Count the lines in the items below that contain the string "beanie", treating uppercase and lowercase as different. Reply with the number only.
_ _ _
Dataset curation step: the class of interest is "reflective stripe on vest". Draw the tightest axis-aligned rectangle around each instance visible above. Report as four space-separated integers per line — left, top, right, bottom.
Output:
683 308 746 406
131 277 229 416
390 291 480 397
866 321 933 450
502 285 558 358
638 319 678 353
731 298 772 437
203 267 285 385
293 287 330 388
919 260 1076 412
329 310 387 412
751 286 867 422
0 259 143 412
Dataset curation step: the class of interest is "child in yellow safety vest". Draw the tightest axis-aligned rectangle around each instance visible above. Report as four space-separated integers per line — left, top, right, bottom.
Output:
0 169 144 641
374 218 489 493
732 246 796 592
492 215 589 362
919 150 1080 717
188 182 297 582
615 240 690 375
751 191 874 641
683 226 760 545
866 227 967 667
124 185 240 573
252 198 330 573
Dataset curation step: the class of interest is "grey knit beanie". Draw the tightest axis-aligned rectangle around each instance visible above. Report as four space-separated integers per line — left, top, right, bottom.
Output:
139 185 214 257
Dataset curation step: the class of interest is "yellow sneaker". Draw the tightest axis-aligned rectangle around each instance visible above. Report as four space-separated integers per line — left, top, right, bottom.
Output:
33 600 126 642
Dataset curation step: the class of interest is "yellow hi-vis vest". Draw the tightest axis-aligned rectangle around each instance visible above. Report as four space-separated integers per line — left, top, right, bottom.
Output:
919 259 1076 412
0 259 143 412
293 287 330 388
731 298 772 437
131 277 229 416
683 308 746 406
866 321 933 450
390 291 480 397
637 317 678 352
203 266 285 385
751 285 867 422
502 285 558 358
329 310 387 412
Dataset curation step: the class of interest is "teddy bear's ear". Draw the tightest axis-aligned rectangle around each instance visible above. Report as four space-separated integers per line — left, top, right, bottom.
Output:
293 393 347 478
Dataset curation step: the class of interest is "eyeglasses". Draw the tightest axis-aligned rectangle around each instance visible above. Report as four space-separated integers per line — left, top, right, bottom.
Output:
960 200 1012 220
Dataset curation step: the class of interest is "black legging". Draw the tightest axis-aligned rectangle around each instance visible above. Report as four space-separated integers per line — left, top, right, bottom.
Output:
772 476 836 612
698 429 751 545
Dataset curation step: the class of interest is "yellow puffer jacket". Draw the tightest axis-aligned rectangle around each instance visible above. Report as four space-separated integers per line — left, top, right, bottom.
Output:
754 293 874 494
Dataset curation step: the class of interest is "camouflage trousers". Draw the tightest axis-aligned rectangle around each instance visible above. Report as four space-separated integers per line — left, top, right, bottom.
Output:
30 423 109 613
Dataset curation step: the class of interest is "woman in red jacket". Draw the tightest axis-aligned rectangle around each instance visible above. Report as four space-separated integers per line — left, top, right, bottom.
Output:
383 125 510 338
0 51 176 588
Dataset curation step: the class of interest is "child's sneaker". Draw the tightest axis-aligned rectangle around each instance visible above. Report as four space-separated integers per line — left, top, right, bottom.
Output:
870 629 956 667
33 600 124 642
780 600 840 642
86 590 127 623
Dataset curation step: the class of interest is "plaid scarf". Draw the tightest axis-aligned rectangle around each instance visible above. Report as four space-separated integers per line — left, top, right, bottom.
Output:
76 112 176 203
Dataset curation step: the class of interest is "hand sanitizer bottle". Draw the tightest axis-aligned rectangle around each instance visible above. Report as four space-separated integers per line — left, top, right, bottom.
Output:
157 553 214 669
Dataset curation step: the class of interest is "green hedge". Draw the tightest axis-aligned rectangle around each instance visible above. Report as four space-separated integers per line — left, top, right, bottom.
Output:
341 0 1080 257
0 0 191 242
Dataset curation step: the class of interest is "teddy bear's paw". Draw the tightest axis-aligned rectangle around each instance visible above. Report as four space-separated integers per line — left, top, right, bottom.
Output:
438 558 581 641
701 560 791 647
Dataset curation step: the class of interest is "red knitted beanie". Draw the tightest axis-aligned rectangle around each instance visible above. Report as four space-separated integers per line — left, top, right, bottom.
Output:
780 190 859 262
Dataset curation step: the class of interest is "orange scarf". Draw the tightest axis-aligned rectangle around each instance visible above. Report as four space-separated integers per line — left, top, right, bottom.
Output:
_ _ _
> _Worked solution_: 2